» **Exercise brief**:
Below are some records; find each line that carries the word "building" and copy it.

Stored data entries:
=-=-=-=-=

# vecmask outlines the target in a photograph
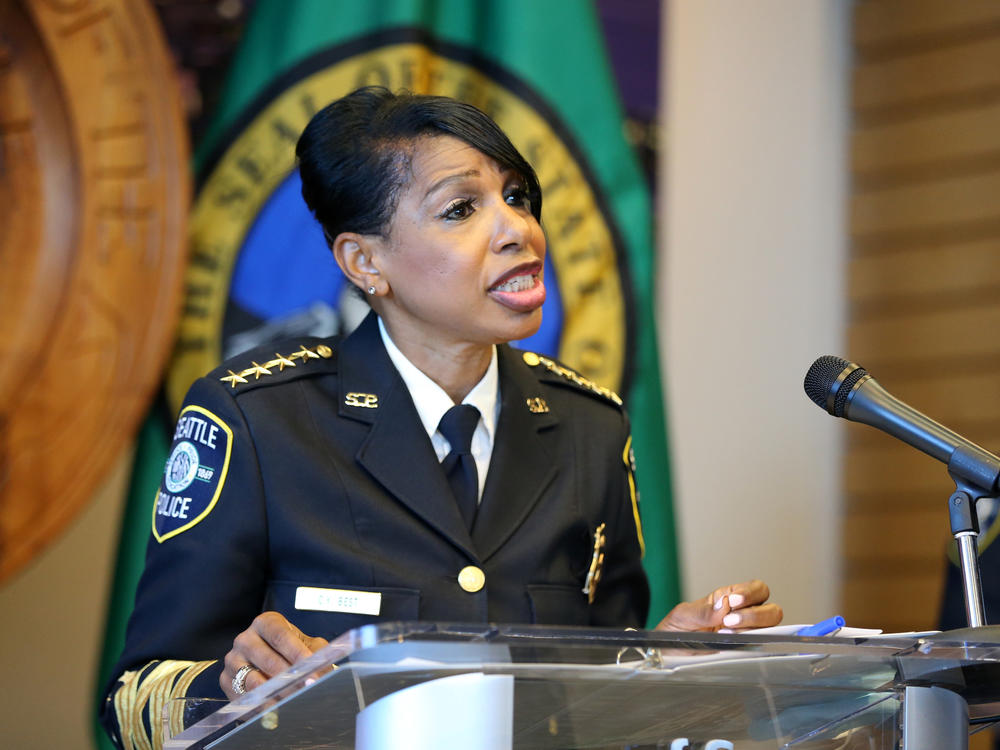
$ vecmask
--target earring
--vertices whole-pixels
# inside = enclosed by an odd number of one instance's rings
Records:
[[[369,294],[375,294],[375,286],[374,285],[368,287],[368,293]]]

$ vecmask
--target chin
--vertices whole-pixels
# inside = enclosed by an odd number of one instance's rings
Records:
[[[506,330],[497,339],[498,344],[509,344],[511,341],[521,341],[538,333],[542,326],[542,308],[527,313],[518,313],[519,320],[514,325],[506,326]]]

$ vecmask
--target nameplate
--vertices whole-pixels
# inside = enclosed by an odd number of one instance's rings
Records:
[[[295,609],[377,615],[382,609],[382,594],[378,591],[319,589],[312,586],[299,586],[295,589]]]

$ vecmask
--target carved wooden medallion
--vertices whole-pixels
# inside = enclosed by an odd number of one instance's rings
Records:
[[[90,499],[145,414],[188,179],[145,0],[0,0],[0,580]]]

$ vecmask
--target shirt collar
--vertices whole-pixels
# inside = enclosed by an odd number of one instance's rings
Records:
[[[437,432],[441,417],[444,416],[444,413],[448,409],[455,405],[451,400],[451,396],[445,393],[441,386],[427,377],[399,350],[399,347],[393,343],[389,332],[385,329],[382,318],[378,319],[378,332],[382,337],[385,350],[389,354],[389,359],[396,366],[399,376],[403,379],[407,390],[410,392],[410,398],[413,399],[413,405],[417,408],[421,424],[423,424],[424,429],[427,431],[427,435],[433,438],[434,433]],[[491,443],[496,435],[497,419],[500,416],[499,386],[500,376],[497,366],[497,348],[494,346],[486,373],[473,386],[466,397],[462,399],[463,404],[470,404],[479,409],[479,413],[482,415],[483,426],[486,428]]]

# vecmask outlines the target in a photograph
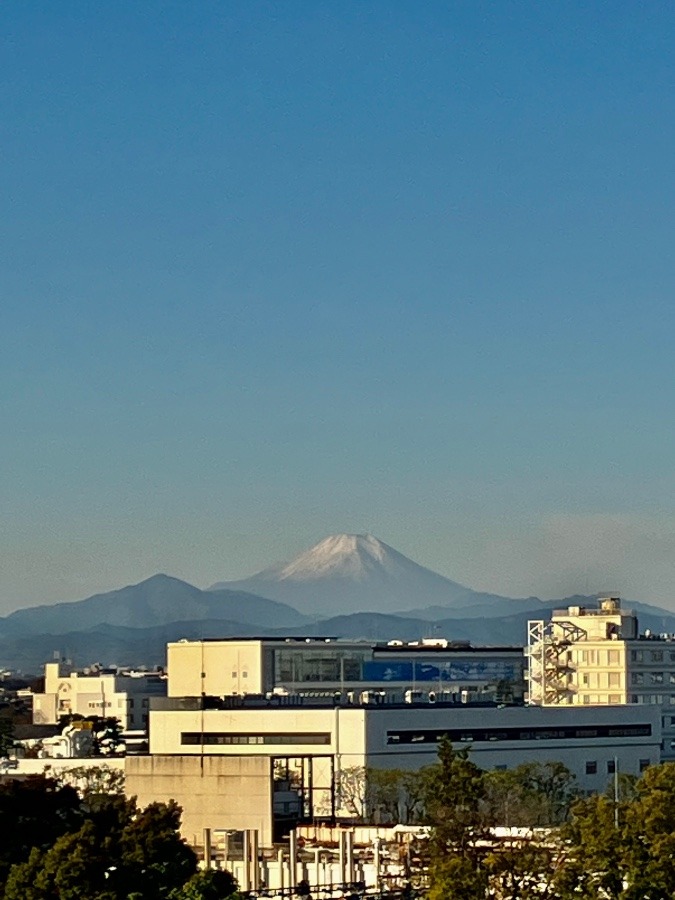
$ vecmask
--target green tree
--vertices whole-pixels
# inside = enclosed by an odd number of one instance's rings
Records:
[[[576,780],[562,763],[528,762],[485,773],[486,815],[494,825],[550,827],[569,816]]]
[[[46,850],[61,835],[77,831],[84,816],[77,792],[43,776],[0,782],[0,888],[9,870],[36,847]]]
[[[222,869],[206,869],[196,872],[181,888],[175,888],[169,900],[238,900],[237,881],[231,872]],[[236,898],[235,898],[236,895]]]
[[[425,782],[425,819],[431,826],[430,900],[486,896],[484,774],[466,748],[455,750],[447,738],[441,740],[438,764],[430,768]]]
[[[180,837],[180,807],[151,803],[137,813],[120,838],[118,881],[144,900],[165,900],[197,870],[197,857]]]
[[[617,898],[623,896],[625,835],[616,828],[614,801],[595,795],[572,807],[562,830],[567,849],[556,876],[562,898]]]
[[[165,900],[192,877],[197,860],[175,803],[138,811],[123,797],[95,799],[79,827],[14,864],[5,900]]]
[[[14,746],[14,723],[8,716],[0,717],[0,759],[9,756]]]
[[[5,900],[115,900],[106,875],[109,857],[92,822],[60,837],[47,851],[35,849],[12,868]]]

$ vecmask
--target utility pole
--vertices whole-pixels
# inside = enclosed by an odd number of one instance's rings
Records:
[[[614,827],[619,830],[619,758],[614,757]]]

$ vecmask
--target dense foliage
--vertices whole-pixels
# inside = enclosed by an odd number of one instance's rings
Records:
[[[175,803],[135,801],[34,777],[0,784],[4,900],[209,900],[229,873],[197,873]]]

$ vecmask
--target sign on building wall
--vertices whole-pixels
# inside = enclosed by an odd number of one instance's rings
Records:
[[[421,662],[365,662],[364,681],[485,682],[515,681],[521,678],[520,669],[507,662],[442,662],[437,665]]]

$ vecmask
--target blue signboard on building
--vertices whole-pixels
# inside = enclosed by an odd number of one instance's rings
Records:
[[[516,666],[508,662],[364,662],[363,680],[371,682],[485,682],[515,681],[520,677]]]

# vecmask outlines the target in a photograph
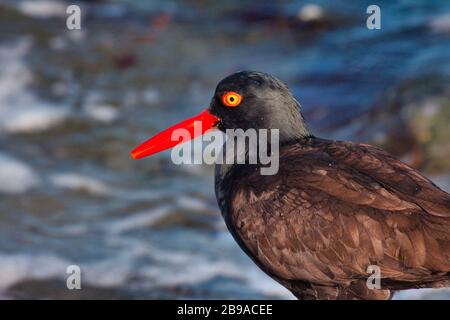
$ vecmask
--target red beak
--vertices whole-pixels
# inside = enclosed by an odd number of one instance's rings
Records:
[[[186,142],[186,140],[172,140],[172,133],[177,129],[186,129],[190,133],[191,139],[194,139],[204,134],[209,129],[213,128],[219,121],[219,118],[213,116],[207,110],[204,110],[195,117],[184,120],[148,139],[143,144],[131,151],[131,156],[134,159],[141,159],[147,156],[151,156],[152,154],[164,151],[166,149],[175,147],[181,141]],[[201,123],[201,130],[194,130],[195,124],[199,122]]]

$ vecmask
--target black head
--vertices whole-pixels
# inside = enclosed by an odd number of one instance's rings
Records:
[[[201,124],[199,130],[197,123]],[[173,139],[179,129],[187,131],[188,139],[193,139],[215,127],[222,131],[278,129],[279,142],[309,136],[300,104],[283,82],[266,73],[241,71],[220,81],[208,110],[148,139],[131,155],[140,159],[187,141]]]
[[[241,101],[227,106],[226,93],[236,93]],[[231,97],[231,99],[236,99]],[[262,72],[234,73],[217,85],[209,112],[220,118],[219,129],[279,129],[280,140],[308,136],[300,104],[289,88],[277,78]]]

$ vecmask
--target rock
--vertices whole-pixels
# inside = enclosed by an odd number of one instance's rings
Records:
[[[405,81],[358,122],[361,141],[428,173],[450,171],[450,79],[433,75]]]

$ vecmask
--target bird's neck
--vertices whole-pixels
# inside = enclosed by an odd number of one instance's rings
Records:
[[[291,97],[284,105],[287,108],[283,112],[274,112],[270,116],[270,127],[280,131],[280,145],[311,136],[300,103]]]
[[[280,146],[310,136],[311,133],[303,120],[303,116],[299,113],[298,118],[291,118],[290,121],[280,129]]]

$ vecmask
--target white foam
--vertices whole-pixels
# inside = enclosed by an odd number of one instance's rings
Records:
[[[0,297],[4,290],[25,279],[62,277],[70,263],[50,254],[0,254]]]
[[[124,287],[133,274],[133,259],[128,258],[128,255],[119,255],[83,265],[84,280],[89,284],[102,287]]]
[[[83,108],[83,111],[91,119],[103,123],[112,123],[119,116],[116,108],[109,105],[88,105]]]
[[[92,92],[86,97],[83,112],[89,118],[103,123],[111,123],[119,117],[117,109],[103,102],[99,92]]]
[[[204,211],[209,209],[208,205],[204,201],[192,197],[180,196],[177,198],[176,202],[177,205],[183,209],[195,211]]]
[[[87,191],[94,195],[120,198],[124,201],[154,201],[163,199],[165,193],[154,189],[120,189],[98,177],[79,172],[56,172],[48,177],[50,183],[61,189]],[[190,204],[195,205],[194,203]]]
[[[102,181],[91,176],[74,172],[55,173],[50,176],[53,185],[63,189],[88,191],[96,195],[109,194],[110,188]]]
[[[111,190],[111,196],[116,198],[122,198],[128,201],[153,201],[158,199],[163,199],[166,194],[162,191],[158,191],[155,189],[114,189]]]
[[[68,4],[63,1],[27,0],[20,1],[17,9],[30,17],[51,18],[65,16],[67,6]]]
[[[171,252],[171,255],[176,253]],[[181,258],[180,253],[178,255]],[[242,270],[230,262],[213,261],[193,254],[183,254],[182,257],[180,263],[150,266],[141,274],[149,277],[155,286],[198,284],[219,276],[236,278],[242,275]]]
[[[23,59],[30,47],[29,38],[0,47],[0,131],[42,131],[63,122],[69,115],[68,107],[38,101],[29,92],[33,76]]]
[[[12,156],[0,153],[1,193],[23,193],[38,184],[39,178],[29,165]]]
[[[20,104],[25,103],[25,97]],[[48,104],[29,101],[0,110],[0,128],[8,133],[32,133],[54,127],[67,118],[68,111]]]
[[[122,217],[117,220],[111,221],[105,226],[105,229],[108,232],[117,234],[129,230],[149,227],[161,218],[167,216],[170,212],[170,206],[162,206],[156,209],[133,213],[125,218]]]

=-=-=-=-=

» **Solution below**:
--target sign on building wall
--target blue signboard on building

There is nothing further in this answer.